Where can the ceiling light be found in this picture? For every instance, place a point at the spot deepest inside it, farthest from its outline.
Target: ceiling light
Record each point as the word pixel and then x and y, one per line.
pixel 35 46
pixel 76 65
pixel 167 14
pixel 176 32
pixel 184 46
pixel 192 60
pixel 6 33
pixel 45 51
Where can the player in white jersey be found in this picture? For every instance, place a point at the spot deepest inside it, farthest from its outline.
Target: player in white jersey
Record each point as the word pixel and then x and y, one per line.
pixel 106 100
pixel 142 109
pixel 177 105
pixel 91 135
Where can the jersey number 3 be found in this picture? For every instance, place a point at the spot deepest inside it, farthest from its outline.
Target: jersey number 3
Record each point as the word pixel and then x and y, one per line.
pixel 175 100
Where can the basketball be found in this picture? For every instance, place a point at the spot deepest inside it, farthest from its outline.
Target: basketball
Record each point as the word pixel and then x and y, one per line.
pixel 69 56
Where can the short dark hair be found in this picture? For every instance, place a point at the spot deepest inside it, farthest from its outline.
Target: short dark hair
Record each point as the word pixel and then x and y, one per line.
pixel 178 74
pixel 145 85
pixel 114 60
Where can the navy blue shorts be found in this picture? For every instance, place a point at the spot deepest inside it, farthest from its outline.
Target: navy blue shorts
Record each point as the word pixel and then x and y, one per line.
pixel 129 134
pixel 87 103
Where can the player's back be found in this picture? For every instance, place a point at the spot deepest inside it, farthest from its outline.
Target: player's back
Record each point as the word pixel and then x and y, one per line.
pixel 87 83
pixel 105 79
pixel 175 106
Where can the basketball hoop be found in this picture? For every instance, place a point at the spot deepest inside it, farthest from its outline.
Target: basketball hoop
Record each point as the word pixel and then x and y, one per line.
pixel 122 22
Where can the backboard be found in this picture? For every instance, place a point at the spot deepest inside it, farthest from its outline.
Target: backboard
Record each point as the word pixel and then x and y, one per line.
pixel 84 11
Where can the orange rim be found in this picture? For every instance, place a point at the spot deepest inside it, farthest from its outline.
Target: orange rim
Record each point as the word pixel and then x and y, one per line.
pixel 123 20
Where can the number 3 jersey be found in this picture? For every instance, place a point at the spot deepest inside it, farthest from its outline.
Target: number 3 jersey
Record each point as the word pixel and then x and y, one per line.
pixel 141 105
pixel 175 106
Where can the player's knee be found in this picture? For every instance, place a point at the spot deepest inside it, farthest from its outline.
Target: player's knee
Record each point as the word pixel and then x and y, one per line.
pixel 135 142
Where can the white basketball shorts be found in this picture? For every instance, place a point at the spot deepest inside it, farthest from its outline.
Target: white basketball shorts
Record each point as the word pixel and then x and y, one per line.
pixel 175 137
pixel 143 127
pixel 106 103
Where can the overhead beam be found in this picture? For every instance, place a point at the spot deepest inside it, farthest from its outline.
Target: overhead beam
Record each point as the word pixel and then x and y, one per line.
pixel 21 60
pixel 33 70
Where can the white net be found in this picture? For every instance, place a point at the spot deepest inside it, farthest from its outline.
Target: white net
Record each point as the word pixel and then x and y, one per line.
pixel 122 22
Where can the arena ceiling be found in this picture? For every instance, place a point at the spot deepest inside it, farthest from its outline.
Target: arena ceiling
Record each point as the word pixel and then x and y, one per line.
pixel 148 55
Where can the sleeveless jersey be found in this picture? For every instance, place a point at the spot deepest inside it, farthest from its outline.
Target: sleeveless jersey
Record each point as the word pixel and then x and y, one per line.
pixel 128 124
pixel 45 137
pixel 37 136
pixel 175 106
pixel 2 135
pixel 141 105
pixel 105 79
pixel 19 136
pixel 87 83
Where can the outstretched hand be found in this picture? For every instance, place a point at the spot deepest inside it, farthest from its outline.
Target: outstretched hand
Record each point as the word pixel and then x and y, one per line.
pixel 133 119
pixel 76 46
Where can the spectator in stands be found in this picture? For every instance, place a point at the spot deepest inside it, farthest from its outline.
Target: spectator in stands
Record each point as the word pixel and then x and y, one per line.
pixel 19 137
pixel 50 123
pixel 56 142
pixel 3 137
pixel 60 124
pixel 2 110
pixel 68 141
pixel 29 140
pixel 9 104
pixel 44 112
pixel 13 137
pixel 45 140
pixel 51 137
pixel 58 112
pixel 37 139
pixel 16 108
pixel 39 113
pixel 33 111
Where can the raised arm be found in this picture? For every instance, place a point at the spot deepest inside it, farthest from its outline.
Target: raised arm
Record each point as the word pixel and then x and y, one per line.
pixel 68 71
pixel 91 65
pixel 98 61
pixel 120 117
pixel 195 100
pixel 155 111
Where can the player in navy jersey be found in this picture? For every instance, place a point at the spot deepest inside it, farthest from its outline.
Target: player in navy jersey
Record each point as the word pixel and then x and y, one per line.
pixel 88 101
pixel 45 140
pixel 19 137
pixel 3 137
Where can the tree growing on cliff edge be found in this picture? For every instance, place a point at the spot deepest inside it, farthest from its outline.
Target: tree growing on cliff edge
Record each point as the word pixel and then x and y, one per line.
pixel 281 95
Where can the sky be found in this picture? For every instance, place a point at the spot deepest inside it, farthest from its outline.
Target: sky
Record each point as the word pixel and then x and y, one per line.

• Action item: The answer should be nothing but the number of lines in this data that include "hand".

• Response: 2